--- About this exercise ---
Please set down, exactly, the line with "Locate the low" and all lines that follow it through the end of the records below.

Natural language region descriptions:
= = = = = = =
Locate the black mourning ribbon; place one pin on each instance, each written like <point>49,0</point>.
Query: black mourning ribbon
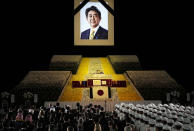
<point>101,1</point>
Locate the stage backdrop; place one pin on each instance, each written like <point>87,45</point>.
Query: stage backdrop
<point>100,92</point>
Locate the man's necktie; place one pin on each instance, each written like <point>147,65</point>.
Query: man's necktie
<point>92,35</point>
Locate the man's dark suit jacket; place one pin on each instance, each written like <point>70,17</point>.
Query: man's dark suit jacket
<point>100,34</point>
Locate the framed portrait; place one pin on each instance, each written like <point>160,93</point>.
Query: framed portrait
<point>93,24</point>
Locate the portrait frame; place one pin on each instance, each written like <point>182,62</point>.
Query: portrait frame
<point>95,42</point>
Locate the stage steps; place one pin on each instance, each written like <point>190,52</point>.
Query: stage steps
<point>103,64</point>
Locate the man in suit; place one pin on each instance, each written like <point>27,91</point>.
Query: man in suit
<point>93,16</point>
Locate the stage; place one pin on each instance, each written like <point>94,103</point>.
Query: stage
<point>98,68</point>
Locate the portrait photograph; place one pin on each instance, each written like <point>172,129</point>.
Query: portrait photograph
<point>94,21</point>
<point>93,24</point>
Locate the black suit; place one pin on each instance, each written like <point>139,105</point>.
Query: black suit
<point>100,34</point>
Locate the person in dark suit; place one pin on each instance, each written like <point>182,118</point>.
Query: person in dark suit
<point>93,16</point>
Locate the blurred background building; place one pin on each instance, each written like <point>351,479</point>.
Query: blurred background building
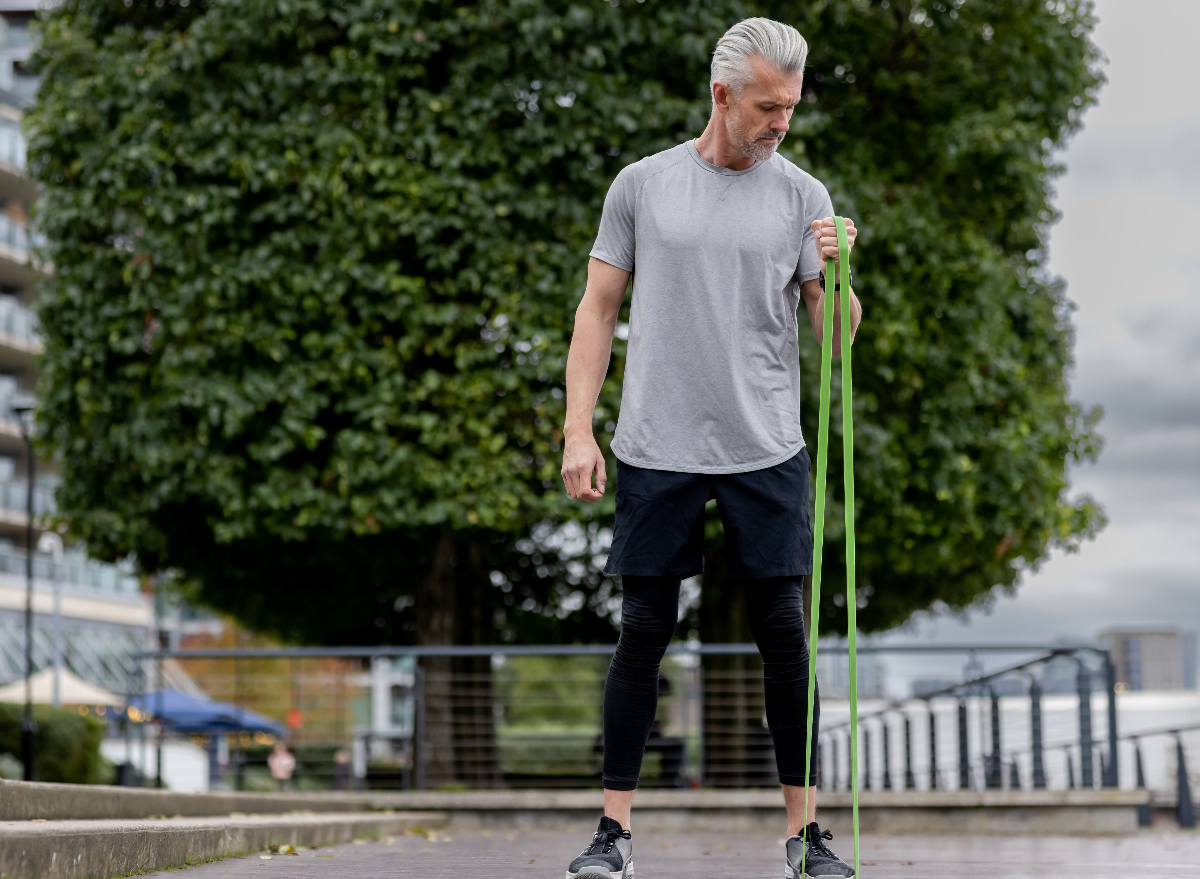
<point>88,616</point>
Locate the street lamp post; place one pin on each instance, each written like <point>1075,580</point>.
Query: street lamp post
<point>51,544</point>
<point>24,414</point>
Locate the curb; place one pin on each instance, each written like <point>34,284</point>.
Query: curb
<point>94,849</point>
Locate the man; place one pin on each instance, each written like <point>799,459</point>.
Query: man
<point>723,238</point>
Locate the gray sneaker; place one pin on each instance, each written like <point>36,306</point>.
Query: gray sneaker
<point>819,861</point>
<point>609,856</point>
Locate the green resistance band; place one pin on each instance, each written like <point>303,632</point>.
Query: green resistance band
<point>847,434</point>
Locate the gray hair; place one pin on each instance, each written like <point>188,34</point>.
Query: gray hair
<point>779,45</point>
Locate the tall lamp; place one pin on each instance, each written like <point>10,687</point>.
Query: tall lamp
<point>24,413</point>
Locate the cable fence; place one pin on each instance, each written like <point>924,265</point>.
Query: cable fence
<point>531,717</point>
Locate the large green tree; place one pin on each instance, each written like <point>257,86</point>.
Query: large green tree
<point>316,263</point>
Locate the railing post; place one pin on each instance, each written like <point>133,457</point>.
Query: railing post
<point>1145,811</point>
<point>887,755</point>
<point>1110,686</point>
<point>910,781</point>
<point>994,769</point>
<point>964,753</point>
<point>933,746</point>
<point>867,759</point>
<point>1085,727</point>
<point>419,728</point>
<point>1039,771</point>
<point>1186,809</point>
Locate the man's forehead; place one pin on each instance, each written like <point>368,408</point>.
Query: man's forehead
<point>769,83</point>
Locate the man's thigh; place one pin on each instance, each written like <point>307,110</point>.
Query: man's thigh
<point>659,530</point>
<point>768,525</point>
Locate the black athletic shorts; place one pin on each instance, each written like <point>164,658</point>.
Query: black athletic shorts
<point>660,520</point>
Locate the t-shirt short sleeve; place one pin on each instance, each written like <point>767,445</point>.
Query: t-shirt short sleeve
<point>616,240</point>
<point>817,205</point>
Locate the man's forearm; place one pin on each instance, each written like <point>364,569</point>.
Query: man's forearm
<point>816,317</point>
<point>587,363</point>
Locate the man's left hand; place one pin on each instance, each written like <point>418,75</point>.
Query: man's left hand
<point>826,235</point>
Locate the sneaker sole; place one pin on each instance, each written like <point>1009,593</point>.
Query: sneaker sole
<point>789,873</point>
<point>601,873</point>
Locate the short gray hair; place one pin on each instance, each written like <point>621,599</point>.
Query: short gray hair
<point>779,45</point>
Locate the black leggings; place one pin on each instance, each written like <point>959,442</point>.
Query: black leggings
<point>648,616</point>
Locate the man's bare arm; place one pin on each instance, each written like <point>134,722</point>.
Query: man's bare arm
<point>587,363</point>
<point>814,300</point>
<point>825,238</point>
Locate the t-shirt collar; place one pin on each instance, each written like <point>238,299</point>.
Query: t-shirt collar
<point>715,168</point>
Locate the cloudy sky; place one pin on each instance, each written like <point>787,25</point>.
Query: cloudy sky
<point>1128,245</point>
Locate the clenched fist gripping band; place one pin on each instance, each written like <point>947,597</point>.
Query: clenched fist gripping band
<point>847,435</point>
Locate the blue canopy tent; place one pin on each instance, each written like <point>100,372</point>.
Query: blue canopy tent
<point>192,715</point>
<point>195,716</point>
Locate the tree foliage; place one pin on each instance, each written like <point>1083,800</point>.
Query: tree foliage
<point>316,265</point>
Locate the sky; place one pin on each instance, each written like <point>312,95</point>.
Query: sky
<point>1128,245</point>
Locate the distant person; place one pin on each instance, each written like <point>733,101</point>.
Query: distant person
<point>724,239</point>
<point>341,770</point>
<point>282,764</point>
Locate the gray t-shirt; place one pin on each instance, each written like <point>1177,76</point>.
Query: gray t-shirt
<point>712,376</point>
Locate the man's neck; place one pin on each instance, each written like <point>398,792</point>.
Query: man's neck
<point>714,147</point>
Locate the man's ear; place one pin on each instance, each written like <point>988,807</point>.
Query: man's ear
<point>721,96</point>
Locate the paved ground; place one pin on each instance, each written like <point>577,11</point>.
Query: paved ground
<point>545,854</point>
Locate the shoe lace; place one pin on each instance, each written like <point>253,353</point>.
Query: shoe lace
<point>816,842</point>
<point>605,839</point>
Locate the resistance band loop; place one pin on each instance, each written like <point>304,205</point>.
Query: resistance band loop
<point>847,432</point>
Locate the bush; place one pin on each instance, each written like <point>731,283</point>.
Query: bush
<point>67,743</point>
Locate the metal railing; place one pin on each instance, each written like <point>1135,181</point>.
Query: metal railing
<point>13,496</point>
<point>12,142</point>
<point>529,717</point>
<point>18,322</point>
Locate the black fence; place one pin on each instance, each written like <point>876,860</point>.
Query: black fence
<point>529,717</point>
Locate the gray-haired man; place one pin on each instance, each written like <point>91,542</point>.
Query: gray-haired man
<point>724,238</point>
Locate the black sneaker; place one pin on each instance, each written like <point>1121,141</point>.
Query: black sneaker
<point>609,856</point>
<point>819,861</point>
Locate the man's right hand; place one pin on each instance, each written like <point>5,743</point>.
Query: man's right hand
<point>582,459</point>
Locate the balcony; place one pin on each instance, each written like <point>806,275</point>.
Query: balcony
<point>15,184</point>
<point>19,340</point>
<point>12,506</point>
<point>16,267</point>
<point>76,573</point>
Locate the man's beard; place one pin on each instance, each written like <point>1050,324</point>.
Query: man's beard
<point>749,144</point>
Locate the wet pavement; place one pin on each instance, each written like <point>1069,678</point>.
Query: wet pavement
<point>459,854</point>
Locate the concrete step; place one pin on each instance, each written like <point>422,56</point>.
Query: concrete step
<point>990,812</point>
<point>22,801</point>
<point>94,849</point>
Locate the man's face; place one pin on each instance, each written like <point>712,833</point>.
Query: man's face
<point>757,121</point>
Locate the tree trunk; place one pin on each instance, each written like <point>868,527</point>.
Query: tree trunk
<point>436,604</point>
<point>460,724</point>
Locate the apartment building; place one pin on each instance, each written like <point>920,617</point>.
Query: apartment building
<point>89,617</point>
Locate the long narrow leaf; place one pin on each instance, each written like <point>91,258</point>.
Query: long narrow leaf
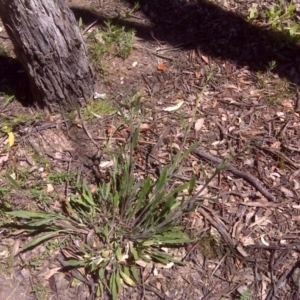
<point>39,240</point>
<point>30,215</point>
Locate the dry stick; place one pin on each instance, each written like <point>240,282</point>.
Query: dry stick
<point>251,179</point>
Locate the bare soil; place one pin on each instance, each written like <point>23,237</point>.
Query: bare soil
<point>247,228</point>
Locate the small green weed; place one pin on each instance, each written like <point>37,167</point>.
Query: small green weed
<point>98,108</point>
<point>282,17</point>
<point>129,13</point>
<point>115,41</point>
<point>124,222</point>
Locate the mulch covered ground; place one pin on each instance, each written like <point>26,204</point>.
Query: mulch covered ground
<point>203,65</point>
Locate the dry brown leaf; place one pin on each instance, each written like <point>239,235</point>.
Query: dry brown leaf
<point>144,127</point>
<point>50,188</point>
<point>199,123</point>
<point>287,192</point>
<point>161,67</point>
<point>205,59</point>
<point>173,108</point>
<point>287,104</point>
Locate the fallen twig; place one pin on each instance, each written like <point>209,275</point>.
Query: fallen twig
<point>251,179</point>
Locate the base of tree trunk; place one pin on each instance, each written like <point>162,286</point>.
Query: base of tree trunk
<point>51,49</point>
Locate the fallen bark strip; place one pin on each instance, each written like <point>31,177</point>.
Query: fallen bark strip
<point>228,167</point>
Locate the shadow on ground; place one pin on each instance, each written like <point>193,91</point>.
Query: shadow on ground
<point>203,27</point>
<point>13,80</point>
<point>213,32</point>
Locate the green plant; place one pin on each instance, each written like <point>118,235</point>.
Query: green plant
<point>98,108</point>
<point>281,16</point>
<point>129,13</point>
<point>115,41</point>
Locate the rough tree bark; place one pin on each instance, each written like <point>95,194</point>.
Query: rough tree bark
<point>49,45</point>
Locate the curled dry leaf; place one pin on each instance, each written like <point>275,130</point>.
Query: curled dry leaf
<point>106,164</point>
<point>287,193</point>
<point>173,108</point>
<point>50,188</point>
<point>205,59</point>
<point>161,67</point>
<point>199,123</point>
<point>287,104</point>
<point>144,127</point>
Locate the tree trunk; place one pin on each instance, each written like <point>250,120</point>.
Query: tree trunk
<point>50,47</point>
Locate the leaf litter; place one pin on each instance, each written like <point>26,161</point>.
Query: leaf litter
<point>245,229</point>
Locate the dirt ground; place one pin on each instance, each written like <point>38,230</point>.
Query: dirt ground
<point>209,57</point>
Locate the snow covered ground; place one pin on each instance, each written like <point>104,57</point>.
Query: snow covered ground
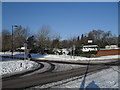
<point>107,78</point>
<point>61,57</point>
<point>15,66</point>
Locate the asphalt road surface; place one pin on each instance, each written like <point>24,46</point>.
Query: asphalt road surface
<point>47,77</point>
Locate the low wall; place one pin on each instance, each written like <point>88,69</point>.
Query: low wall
<point>108,52</point>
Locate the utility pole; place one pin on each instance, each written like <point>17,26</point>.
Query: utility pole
<point>13,38</point>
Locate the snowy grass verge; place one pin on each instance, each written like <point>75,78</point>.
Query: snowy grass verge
<point>9,68</point>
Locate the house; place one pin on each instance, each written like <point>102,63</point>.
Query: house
<point>87,48</point>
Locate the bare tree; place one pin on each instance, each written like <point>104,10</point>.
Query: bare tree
<point>6,40</point>
<point>43,38</point>
<point>19,35</point>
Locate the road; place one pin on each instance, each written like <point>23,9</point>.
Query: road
<point>47,77</point>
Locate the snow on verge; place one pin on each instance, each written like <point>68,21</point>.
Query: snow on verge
<point>16,66</point>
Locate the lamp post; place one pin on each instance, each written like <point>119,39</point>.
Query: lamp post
<point>12,37</point>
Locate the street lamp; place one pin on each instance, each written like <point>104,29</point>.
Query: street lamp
<point>12,37</point>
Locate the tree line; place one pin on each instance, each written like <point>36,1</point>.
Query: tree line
<point>44,40</point>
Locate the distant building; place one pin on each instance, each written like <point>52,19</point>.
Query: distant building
<point>87,48</point>
<point>111,47</point>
= = = = = = =
--- Task response ---
Locate the low wall; place one pin on each instance, each written like <point>88,69</point>.
Query: low wall
<point>108,52</point>
Locate the utility pole; place one pin on each instance, each written like <point>17,26</point>.
Query: utility pole
<point>13,38</point>
Locate the snowy grass verge; place one pin on each instance, each written like <point>75,78</point>.
Query: snowy grass verge
<point>9,68</point>
Locate the house; place one pin on each instance, each written like <point>102,63</point>.
Query: house
<point>87,48</point>
Locate the bare tree; place one pin on each instance, each written like <point>104,10</point>.
Query: bare tree
<point>6,40</point>
<point>43,38</point>
<point>19,35</point>
Locate the road; place one pin on each instance, each written like <point>23,9</point>.
Query: road
<point>47,77</point>
Locate the snow on verge; place one pin on each instance, each written like <point>68,21</point>.
Query: snow on verge
<point>16,66</point>
Locate the lamp post; place one pin on each instance, each written like <point>119,39</point>.
Query: lamp post
<point>12,37</point>
Locate the street lamp; place one pin on each instance, each written like <point>104,29</point>.
Query: street lamp
<point>12,37</point>
Locate the tree line; place one pin on each instance, each written like <point>36,1</point>.
Query: tree line
<point>44,40</point>
Locate the distant building; place one pin on each instance, each written like <point>52,19</point>.
Query: distant building
<point>87,48</point>
<point>111,47</point>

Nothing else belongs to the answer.